(Records from a point labeling set)
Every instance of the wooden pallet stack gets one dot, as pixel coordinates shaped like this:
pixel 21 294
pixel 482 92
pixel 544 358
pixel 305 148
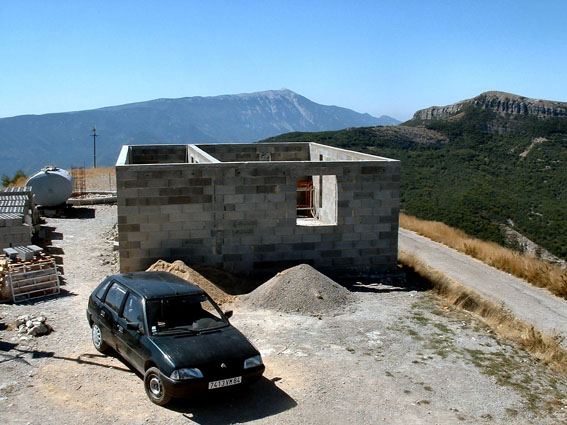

(TASK TO CARRY OUT) Format each line of the material above as a numbered list, skipping blank lines and omitting the picture.

(ANSWER TO THIS TASK)
1. Every instance of the wooden pallet stack gets one dot, as pixel coordinates shaped like this:
2. pixel 21 294
3. pixel 482 92
4. pixel 544 358
5. pixel 305 148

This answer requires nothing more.